=== I tuoi compiti ===
- A) Modifica per favore il testo sulla sentenza della Corte, partendo da "Corte di giustizia" e terminando con "controllo giurisdizionale effettivo.", e sostituisci "dipendenti" con "lavoratori".
- B) Elenca le caratteristiche che, secondo il testo sulla sentenza della Corte, il requisito professionale deve avere rispetto all'etica in questione.

=== Estratto del documento ===
- - -

Per un medico il credo religioso non è essenziale, neanche se lavora in un ospedale religioso

Corte di giustizia dell’Unione europea, 11 settembre 2018, sentenza nella causa C-68/17

La Corte ha dichiarato che la decisione di una chiesa o di un’altra organizzazione, la cui etica sia fondata sulla religione o le convinzioni personali e che gestisce una struttura ospedaliera (costituita in forma di una società di capitali di diritto privato), di sottoporre i suoi dipendenti operanti a livello direttivo a obblighi di atteggiamento di buona fede e di lealtà nei confronti di tale etica diversi in funzione della confessione o agnosticismo di tali dipendenti, deve poter essere oggetto di un controllo giurisdizionale effettivo.
Nel corso di siffatto controllo, il giudice nazionale adito deve assicurarsi che, tenuto conto della natura delle attività professionali interessate o del contesto in cui sono esercitate, la religione o le convinzioni personali costituiscano un requisito professionale essenziale, legittimo e giustificato rispetto all’etica in questione.

- - -

=== Elenco dei dati ===
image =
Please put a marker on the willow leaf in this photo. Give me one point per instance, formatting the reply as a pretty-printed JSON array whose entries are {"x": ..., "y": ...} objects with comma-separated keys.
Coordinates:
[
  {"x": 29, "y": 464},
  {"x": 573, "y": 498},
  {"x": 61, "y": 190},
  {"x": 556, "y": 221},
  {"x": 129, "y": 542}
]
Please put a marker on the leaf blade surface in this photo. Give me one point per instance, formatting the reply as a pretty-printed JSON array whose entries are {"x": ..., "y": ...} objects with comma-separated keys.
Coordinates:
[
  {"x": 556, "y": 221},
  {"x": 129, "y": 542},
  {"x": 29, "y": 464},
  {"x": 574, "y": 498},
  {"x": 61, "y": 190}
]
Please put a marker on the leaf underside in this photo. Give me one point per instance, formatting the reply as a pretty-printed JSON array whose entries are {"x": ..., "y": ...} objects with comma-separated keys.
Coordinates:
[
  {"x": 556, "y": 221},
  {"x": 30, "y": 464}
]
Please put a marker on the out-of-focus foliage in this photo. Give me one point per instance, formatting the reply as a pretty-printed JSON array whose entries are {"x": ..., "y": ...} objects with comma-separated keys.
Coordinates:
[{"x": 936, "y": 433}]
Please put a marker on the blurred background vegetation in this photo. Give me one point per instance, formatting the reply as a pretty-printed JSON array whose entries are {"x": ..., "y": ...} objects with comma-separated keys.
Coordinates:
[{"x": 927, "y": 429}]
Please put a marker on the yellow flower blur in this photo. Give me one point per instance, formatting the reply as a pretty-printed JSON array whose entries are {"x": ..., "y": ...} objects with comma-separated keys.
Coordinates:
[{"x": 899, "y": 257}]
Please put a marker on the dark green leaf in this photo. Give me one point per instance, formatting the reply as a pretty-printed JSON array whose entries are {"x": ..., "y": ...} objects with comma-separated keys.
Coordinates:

- - -

=== Risposte scritte ===
- A)
Corte di giustizia dell’Unione europea, 11 settembre 2018, sentenza nella causa C-68/17

La Corte ha dichiarato che la decisione di una chiesa o di un’altra organizzazione, la cui etica sia fondata sulla religione o le convinzioni personali e che gestisce una struttura ospedaliera (costituita in forma di una società di capitali di diritto privato), di sottoporre i suoi lavoratori operanti a livello direttivo a obblighi di atteggiamento di buona fede e di lealtà nei confronti di tale etica diversi in funzione della confessione o agnosticismo di tali lavoratori, deve poter essere oggetto di un controllo giurisdizionale effettivo.

- B) essenziale, legittimo, giustificato